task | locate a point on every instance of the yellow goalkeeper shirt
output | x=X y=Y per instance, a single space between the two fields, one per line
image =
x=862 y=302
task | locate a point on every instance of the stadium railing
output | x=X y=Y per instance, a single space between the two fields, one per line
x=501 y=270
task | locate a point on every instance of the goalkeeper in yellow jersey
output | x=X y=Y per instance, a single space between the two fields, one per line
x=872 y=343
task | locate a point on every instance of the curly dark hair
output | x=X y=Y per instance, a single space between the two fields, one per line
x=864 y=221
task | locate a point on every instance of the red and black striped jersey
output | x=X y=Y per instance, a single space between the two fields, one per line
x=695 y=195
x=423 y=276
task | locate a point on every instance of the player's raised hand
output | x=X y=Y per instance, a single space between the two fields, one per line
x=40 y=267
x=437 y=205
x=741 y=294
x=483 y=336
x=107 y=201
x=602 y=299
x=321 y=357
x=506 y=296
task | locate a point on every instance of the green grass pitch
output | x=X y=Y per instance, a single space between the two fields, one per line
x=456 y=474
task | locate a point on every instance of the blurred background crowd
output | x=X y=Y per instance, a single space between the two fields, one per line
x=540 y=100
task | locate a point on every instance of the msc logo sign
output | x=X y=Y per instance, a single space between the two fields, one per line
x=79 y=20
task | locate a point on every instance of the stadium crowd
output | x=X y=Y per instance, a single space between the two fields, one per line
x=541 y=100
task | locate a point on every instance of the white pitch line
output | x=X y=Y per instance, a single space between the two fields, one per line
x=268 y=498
* * *
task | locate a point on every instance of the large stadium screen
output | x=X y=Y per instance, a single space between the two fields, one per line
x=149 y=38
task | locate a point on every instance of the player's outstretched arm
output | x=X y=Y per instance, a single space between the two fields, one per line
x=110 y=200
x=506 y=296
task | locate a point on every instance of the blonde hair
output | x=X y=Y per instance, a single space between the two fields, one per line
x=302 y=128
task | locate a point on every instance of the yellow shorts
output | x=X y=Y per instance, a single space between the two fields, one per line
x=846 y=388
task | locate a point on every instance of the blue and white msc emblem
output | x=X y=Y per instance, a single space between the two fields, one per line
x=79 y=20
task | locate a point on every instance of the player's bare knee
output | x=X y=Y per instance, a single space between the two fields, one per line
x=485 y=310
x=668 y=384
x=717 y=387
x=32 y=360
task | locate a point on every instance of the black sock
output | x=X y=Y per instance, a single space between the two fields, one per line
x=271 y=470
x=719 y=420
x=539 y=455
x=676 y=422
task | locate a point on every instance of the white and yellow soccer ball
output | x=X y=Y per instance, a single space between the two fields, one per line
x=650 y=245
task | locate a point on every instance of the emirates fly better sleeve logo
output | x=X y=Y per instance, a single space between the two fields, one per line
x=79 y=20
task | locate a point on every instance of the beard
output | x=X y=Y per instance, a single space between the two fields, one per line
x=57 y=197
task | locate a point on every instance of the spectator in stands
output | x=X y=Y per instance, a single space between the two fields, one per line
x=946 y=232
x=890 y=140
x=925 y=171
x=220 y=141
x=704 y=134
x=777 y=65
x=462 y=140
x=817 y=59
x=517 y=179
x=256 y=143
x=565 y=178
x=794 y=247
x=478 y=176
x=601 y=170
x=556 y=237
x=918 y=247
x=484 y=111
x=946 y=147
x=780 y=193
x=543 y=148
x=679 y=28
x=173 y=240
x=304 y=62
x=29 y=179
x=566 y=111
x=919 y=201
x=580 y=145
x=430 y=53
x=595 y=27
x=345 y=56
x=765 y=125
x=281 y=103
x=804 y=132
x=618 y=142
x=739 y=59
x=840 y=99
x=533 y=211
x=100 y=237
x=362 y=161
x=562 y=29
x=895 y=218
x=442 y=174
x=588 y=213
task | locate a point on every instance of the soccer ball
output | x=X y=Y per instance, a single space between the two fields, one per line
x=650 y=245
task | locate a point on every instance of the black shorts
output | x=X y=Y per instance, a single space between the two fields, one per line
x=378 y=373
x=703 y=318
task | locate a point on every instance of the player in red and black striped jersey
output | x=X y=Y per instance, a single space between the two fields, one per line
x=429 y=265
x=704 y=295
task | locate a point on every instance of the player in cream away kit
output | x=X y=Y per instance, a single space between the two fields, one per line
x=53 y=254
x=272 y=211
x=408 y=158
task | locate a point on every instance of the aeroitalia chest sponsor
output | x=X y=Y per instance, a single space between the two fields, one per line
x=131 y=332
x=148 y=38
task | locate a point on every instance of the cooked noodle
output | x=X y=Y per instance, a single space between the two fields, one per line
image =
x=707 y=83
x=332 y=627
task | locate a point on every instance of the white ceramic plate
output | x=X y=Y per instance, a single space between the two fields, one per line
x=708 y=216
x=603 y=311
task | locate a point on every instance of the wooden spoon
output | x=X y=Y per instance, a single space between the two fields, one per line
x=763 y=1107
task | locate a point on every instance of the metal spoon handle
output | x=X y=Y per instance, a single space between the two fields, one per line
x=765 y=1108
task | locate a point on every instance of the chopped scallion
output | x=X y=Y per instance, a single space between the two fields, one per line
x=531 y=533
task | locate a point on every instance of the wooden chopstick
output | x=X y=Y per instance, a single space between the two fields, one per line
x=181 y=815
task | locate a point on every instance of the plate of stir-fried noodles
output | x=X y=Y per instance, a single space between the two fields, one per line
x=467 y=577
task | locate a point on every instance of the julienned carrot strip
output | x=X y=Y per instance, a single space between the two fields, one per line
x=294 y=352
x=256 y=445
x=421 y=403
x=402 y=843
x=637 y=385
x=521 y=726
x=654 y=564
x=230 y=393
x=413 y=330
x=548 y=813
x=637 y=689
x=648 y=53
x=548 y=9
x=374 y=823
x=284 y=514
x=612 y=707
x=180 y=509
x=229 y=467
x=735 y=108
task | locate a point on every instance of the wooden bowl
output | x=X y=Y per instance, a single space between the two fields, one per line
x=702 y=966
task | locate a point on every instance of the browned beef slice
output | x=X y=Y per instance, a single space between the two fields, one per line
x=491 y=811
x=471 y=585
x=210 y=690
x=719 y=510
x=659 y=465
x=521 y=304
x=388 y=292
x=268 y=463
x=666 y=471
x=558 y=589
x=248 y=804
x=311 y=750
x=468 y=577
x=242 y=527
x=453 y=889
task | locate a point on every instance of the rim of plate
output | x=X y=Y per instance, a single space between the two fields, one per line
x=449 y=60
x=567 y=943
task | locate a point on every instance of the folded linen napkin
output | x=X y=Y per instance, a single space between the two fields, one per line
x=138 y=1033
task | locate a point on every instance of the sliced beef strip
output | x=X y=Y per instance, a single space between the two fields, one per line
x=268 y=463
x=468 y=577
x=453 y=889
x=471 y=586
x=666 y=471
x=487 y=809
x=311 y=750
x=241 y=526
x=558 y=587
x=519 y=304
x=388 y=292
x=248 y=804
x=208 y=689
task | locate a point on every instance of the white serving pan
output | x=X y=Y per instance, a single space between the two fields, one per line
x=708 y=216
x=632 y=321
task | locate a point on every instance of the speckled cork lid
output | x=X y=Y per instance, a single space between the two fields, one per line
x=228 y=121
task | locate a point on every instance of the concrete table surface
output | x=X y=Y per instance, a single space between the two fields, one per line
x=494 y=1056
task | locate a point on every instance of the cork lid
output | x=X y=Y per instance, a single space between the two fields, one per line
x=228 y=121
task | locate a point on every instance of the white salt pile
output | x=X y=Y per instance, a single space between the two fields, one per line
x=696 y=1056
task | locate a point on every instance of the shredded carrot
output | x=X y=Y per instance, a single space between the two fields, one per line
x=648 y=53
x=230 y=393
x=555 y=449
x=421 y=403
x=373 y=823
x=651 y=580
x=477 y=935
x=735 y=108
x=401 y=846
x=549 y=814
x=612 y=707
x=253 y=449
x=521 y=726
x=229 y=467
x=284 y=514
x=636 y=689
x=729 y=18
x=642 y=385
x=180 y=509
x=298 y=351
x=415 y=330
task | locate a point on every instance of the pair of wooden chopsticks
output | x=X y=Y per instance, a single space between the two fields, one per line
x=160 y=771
* * *
§ **Set exercise**
Return the lines from the one containing "the stadium railing" through the one containing "x=501 y=270", both included, reproducing each line character for character.

§ **Full output**
task | locate a point on every instance of the stadium railing
output | x=X y=Y per instance, a single space between the two fields, one per line
x=501 y=270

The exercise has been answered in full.